— begin —
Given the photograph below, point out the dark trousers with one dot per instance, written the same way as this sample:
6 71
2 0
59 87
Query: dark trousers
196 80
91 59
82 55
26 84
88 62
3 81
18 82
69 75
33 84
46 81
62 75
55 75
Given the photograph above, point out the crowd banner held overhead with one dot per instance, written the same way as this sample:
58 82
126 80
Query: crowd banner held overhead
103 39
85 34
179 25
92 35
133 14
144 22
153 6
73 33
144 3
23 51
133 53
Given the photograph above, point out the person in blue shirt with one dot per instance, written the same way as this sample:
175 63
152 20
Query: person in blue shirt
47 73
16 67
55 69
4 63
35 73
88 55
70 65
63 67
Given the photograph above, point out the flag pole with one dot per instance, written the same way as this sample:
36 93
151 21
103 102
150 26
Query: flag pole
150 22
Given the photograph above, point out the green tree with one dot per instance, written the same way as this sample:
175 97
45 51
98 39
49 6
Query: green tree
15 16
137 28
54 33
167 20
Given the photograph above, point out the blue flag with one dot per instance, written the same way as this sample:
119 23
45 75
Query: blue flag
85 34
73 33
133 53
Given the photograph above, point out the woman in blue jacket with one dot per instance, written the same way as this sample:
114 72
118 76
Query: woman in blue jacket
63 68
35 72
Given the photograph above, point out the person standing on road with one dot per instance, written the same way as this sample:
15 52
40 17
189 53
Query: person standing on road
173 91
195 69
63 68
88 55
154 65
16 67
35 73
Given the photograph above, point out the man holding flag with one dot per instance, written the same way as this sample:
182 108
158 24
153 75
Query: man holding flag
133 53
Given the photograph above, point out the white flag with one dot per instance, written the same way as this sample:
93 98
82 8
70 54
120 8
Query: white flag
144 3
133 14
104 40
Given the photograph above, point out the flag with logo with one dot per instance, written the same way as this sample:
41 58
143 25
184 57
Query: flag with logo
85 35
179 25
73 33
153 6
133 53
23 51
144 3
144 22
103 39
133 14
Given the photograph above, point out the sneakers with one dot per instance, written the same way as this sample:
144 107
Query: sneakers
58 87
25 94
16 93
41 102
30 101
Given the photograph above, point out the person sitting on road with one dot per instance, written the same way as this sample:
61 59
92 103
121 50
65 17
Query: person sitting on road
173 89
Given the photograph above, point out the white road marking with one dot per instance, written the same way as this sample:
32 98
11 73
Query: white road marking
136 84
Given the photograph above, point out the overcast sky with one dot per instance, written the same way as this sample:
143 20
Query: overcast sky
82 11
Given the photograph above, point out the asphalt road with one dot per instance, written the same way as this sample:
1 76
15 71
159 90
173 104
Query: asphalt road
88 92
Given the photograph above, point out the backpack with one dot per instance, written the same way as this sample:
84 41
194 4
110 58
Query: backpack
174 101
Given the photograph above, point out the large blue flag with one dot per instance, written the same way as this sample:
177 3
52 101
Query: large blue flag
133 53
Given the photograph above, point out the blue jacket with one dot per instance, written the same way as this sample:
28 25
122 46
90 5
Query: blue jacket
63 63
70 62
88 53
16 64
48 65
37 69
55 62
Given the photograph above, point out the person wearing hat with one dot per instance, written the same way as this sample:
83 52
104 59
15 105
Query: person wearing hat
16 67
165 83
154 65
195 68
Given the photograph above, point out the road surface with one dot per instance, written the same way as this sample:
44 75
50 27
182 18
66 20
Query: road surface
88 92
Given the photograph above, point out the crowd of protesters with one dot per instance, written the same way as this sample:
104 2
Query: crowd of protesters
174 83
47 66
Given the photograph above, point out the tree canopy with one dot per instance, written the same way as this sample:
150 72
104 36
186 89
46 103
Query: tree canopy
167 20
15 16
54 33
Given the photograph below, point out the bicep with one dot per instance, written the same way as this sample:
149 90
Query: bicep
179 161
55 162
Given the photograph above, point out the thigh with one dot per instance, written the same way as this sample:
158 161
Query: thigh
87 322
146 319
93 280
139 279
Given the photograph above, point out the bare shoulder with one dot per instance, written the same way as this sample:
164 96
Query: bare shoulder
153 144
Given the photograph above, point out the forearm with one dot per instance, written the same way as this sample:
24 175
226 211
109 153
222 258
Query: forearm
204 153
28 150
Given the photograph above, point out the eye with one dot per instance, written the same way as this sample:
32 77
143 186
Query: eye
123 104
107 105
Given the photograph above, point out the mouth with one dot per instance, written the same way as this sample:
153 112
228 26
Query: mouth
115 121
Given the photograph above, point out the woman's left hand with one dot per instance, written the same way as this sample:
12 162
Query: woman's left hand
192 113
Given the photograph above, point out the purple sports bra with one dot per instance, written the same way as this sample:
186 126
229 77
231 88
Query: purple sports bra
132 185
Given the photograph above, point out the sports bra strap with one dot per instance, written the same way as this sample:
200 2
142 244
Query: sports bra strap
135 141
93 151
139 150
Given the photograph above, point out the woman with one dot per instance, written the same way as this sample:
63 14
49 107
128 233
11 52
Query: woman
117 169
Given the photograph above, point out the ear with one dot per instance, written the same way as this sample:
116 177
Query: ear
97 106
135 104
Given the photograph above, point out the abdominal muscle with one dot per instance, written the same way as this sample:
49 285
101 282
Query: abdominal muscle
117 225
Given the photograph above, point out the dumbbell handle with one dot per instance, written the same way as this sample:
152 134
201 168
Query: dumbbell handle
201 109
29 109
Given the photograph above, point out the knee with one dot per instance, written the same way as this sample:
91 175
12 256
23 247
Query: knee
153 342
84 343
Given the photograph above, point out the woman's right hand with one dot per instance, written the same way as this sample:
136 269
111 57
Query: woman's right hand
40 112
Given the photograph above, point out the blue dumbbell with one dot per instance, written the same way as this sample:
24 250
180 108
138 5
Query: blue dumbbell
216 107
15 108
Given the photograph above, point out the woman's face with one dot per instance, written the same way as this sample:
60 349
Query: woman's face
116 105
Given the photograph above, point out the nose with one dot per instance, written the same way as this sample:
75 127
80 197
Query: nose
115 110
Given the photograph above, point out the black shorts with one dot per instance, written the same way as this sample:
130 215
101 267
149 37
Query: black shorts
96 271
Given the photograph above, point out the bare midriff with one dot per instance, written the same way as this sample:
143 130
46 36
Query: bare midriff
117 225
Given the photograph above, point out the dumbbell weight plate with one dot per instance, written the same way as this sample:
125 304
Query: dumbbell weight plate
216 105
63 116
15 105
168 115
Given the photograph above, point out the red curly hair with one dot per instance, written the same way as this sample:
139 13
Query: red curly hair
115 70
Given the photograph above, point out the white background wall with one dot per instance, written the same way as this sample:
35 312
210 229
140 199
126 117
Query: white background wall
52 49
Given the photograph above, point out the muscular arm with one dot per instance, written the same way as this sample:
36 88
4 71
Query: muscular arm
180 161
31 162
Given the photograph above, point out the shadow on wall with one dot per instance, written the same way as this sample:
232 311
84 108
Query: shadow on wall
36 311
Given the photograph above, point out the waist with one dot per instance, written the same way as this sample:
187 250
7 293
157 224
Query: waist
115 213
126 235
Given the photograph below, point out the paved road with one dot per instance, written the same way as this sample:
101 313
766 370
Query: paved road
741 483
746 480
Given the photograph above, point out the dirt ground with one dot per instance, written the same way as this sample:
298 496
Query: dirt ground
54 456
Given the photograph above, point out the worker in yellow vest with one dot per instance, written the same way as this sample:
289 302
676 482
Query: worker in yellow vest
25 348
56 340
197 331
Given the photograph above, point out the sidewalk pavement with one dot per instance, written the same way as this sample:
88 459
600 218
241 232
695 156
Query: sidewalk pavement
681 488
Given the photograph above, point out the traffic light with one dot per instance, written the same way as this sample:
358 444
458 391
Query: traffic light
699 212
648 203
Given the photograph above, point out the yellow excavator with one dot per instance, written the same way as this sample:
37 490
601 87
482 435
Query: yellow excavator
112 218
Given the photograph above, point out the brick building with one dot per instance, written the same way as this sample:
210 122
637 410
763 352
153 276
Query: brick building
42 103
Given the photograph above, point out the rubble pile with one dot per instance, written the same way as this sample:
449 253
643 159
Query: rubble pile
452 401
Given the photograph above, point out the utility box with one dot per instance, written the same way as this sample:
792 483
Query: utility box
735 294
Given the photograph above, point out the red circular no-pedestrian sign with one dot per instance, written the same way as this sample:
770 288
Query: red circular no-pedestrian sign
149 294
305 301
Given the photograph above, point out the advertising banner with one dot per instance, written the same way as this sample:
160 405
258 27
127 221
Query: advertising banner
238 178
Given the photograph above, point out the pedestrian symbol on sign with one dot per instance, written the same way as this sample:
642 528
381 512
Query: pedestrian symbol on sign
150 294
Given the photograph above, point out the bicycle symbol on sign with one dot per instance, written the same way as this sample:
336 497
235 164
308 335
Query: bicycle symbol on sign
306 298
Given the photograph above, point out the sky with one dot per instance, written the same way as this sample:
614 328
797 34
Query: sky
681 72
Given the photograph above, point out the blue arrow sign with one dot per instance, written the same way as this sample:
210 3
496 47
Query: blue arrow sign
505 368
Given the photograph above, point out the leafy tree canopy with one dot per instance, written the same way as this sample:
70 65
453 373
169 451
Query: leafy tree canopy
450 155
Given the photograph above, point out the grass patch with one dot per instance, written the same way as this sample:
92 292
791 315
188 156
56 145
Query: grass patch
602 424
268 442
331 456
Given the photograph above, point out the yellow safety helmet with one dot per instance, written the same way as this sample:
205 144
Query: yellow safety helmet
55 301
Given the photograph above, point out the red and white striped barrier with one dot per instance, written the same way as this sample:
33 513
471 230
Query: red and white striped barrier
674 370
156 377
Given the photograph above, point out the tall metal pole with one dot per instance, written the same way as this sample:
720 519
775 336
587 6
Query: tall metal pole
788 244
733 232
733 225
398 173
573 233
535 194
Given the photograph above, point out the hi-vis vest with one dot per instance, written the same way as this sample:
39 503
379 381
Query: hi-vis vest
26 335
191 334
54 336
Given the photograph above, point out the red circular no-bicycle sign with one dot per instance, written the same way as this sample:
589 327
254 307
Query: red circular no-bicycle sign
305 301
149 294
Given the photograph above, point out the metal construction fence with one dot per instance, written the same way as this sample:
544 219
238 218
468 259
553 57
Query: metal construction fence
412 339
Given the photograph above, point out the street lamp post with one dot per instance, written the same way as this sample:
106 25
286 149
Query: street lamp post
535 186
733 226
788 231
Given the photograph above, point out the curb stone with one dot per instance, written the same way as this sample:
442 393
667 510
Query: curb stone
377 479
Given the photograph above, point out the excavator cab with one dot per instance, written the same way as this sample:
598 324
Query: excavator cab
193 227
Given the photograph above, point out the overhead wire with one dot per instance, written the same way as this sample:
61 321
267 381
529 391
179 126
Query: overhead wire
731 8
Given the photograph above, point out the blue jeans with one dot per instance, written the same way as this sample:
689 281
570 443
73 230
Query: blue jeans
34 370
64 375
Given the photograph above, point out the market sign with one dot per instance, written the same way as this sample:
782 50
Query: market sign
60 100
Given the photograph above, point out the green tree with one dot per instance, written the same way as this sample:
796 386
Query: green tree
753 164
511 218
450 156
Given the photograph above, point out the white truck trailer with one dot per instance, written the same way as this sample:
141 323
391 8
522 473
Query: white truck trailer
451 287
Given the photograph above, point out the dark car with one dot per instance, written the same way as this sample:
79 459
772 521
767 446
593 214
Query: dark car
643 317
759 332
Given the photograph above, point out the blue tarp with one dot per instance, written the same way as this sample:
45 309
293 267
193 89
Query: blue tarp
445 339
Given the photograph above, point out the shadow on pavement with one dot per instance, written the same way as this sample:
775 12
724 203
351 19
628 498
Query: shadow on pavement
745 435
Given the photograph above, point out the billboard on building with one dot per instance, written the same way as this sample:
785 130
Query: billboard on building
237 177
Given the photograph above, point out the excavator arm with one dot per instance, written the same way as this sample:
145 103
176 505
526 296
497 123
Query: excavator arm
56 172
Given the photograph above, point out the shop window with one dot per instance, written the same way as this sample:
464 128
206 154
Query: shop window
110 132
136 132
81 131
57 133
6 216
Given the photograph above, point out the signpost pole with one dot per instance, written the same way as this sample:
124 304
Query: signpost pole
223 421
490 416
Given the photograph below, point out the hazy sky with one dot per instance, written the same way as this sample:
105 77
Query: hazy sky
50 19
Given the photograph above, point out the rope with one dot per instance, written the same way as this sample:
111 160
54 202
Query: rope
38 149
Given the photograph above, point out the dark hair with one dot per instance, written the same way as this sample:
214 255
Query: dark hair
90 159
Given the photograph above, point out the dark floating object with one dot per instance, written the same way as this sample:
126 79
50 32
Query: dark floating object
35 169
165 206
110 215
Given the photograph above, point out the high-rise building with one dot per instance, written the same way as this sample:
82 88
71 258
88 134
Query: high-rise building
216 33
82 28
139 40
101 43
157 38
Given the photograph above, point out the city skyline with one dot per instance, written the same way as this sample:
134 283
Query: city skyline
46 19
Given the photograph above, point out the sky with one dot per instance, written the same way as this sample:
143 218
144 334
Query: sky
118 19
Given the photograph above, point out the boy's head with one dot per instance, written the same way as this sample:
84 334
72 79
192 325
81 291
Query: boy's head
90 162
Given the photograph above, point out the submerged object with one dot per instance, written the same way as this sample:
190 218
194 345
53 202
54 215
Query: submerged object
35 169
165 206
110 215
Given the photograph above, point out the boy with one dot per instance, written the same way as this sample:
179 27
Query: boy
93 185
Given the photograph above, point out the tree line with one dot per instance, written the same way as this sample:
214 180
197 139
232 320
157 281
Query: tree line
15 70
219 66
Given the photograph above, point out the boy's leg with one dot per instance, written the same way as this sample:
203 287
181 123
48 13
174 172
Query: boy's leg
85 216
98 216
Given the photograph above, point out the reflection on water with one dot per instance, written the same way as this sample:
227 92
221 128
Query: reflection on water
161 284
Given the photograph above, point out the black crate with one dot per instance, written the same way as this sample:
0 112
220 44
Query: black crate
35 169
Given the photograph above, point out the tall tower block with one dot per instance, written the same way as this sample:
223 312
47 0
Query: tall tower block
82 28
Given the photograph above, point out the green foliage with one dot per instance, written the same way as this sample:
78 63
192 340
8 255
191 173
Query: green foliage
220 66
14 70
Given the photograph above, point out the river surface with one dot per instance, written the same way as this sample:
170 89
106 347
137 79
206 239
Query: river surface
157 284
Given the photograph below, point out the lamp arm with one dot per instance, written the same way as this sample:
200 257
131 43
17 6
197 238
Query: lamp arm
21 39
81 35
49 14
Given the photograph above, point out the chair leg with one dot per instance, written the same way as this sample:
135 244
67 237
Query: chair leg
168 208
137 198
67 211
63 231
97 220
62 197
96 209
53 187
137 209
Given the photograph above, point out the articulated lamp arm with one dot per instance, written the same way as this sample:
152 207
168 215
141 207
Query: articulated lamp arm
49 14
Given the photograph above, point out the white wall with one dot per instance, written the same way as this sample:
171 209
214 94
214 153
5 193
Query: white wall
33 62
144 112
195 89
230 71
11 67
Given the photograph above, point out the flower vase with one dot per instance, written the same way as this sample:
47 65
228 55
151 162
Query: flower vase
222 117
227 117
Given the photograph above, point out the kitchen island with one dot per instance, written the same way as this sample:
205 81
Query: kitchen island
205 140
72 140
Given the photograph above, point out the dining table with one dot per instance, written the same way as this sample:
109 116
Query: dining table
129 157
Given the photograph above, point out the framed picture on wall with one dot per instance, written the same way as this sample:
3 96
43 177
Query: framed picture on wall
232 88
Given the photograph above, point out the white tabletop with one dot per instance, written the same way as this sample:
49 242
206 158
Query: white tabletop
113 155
— end —
WHAT THE TASK ASKS:
Retype only the lines running from the line with "Given the photograph above, point out the river" to the end of the listing, including both of those lines.

WRITTEN ANSWER:
Given the photograph above, point out the river surface with one dot per instance, written the same way as this sample:
170 89
106 347
137 79
206 239
Query: river surface
157 284
Given the photograph below, point out the lamp arm with one dot per instance, written the same way as this sample:
200 257
131 43
17 6
197 238
Query: lamp arm
21 39
81 35
49 14
Given the photograph above, point out the chair leg with one dot per instance, written the same way as this sample:
135 244
67 237
Query: chair leg
168 208
137 198
67 211
63 231
97 220
62 197
96 209
53 187
137 209
Given the photograph above, point out the articulated lamp arm with one dot per instance, written the same way as this sample:
152 207
168 215
141 207
Query: articulated lamp arm
49 14
Given the photograph above, point out the white wall with one dot per instance, written the same way as this sample:
171 209
214 94
214 153
5 193
Query: white wall
33 62
144 112
195 89
230 71
11 67
Given the photograph above, point out the flower vase with one dot per instance, written the same way as this sample:
47 65
228 55
151 162
Query: flower vase
222 117
227 117
Given the photograph above, point out the kitchen island with one dot per instance, written the same way as this sample:
205 81
Query: kitchen island
205 140
72 140
Given the photograph above, point out the dining table with one dot per instance, written the same way as this sample:
109 116
Query: dining table
129 157
Given the photograph above, point out the framed picture on wall with one dot per instance, written the same way as this sample:
3 96
43 177
Query: framed picture on wall
232 88
Given the photograph above, point out the white tabletop with one dot per instance, written the same way as this sample:
49 242
206 158
Query: white tabletop
113 155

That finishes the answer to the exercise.